Journey’s End

Feb 7 2015 | By More

✭✭✭✩✩    Travelling light

Bedlam Theatre: Tue 3 – Sat 7 Feb 2015

Cruel and deceptively simple, R.C. Sherriff’s play set in the trenches of WW1 remains one of the great descriptions of what happens to humanity when it goes to war.

And if you want to get a sense of the simple fist-in-the-gut effectiveness of the play, then the Edinburgh University Theatre Company’s straightforward production of it at the Bedlam is a must.

Ross Bailie and Lewis Robertson. Photo: Louise Spence

Ross Bailie and Lewis Robertson. Photo: Louise Spence

Journey’s End is set in the officers’ quarters of the company commanded by battle-weary Stanhope, who has been at the front for three years. A major German attack is expected in a few days time but, for the moment, all is quiet.

In many ways, it is a perfect play for the EUTC. The characters in it, young officers in the British army fresh out of public school to the trenches in France, are of the company’s age.

Indeed, Tom Trower is excellent as 18 year-old Raleigh who has pulled a few strings so he can be in Stanhope’s company – three years ahead of him at school he is a friend of the family. Trower has the fresh-faced sincerity exactly right, and the naive failure to appreciate how his hero might have changed.

◆ ◆ ◆ ◆ ◆

Requirement a: Count the lines in the listing below that contain the word "dark", and give only the number.

◆ ◆ ◆ ◆ ◆

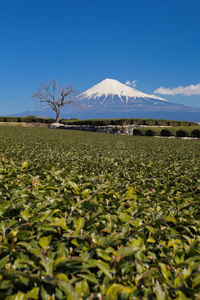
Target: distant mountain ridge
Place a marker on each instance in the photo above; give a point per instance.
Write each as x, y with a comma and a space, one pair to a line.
112, 99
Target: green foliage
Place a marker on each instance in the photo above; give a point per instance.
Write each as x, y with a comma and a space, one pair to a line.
137, 132
150, 132
94, 216
181, 133
196, 133
165, 132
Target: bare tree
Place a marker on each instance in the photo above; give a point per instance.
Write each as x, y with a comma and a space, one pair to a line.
49, 95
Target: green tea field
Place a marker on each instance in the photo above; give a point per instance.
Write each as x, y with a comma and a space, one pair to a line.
98, 216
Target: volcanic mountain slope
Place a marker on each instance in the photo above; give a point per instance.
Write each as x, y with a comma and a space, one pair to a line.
111, 95
112, 99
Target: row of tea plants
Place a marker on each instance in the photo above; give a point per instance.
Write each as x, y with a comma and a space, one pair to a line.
96, 216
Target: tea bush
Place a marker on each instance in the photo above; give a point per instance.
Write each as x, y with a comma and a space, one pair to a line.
98, 216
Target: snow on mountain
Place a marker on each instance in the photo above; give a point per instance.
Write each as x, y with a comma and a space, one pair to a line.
112, 88
112, 99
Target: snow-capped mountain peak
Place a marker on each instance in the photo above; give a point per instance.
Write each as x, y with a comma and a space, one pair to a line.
113, 88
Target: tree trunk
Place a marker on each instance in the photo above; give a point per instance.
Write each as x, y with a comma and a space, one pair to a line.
57, 115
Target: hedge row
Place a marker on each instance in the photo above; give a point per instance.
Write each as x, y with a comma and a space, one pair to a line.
28, 119
168, 132
150, 122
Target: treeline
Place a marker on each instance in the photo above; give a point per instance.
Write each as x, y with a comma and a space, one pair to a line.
130, 121
28, 119
100, 122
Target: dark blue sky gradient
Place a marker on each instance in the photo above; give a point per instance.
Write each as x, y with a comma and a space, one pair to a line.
156, 42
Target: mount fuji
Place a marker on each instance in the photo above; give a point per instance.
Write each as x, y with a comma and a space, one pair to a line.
112, 99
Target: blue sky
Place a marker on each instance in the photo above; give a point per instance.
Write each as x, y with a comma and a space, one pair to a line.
156, 42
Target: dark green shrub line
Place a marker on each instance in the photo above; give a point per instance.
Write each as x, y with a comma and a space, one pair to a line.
128, 121
145, 131
28, 119
100, 122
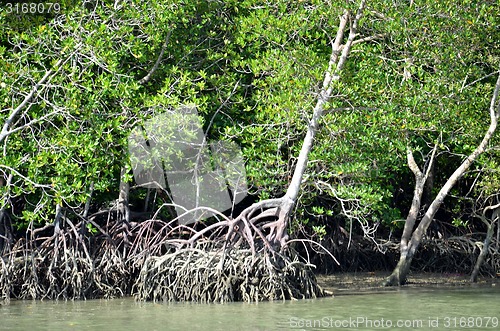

◆ ◆ ◆ ◆ ◆

Requirement b: In the Journey's End review, which actor plays the 18-year-old Raleigh?

Written answer a: 2

Written answer b: Tom Trower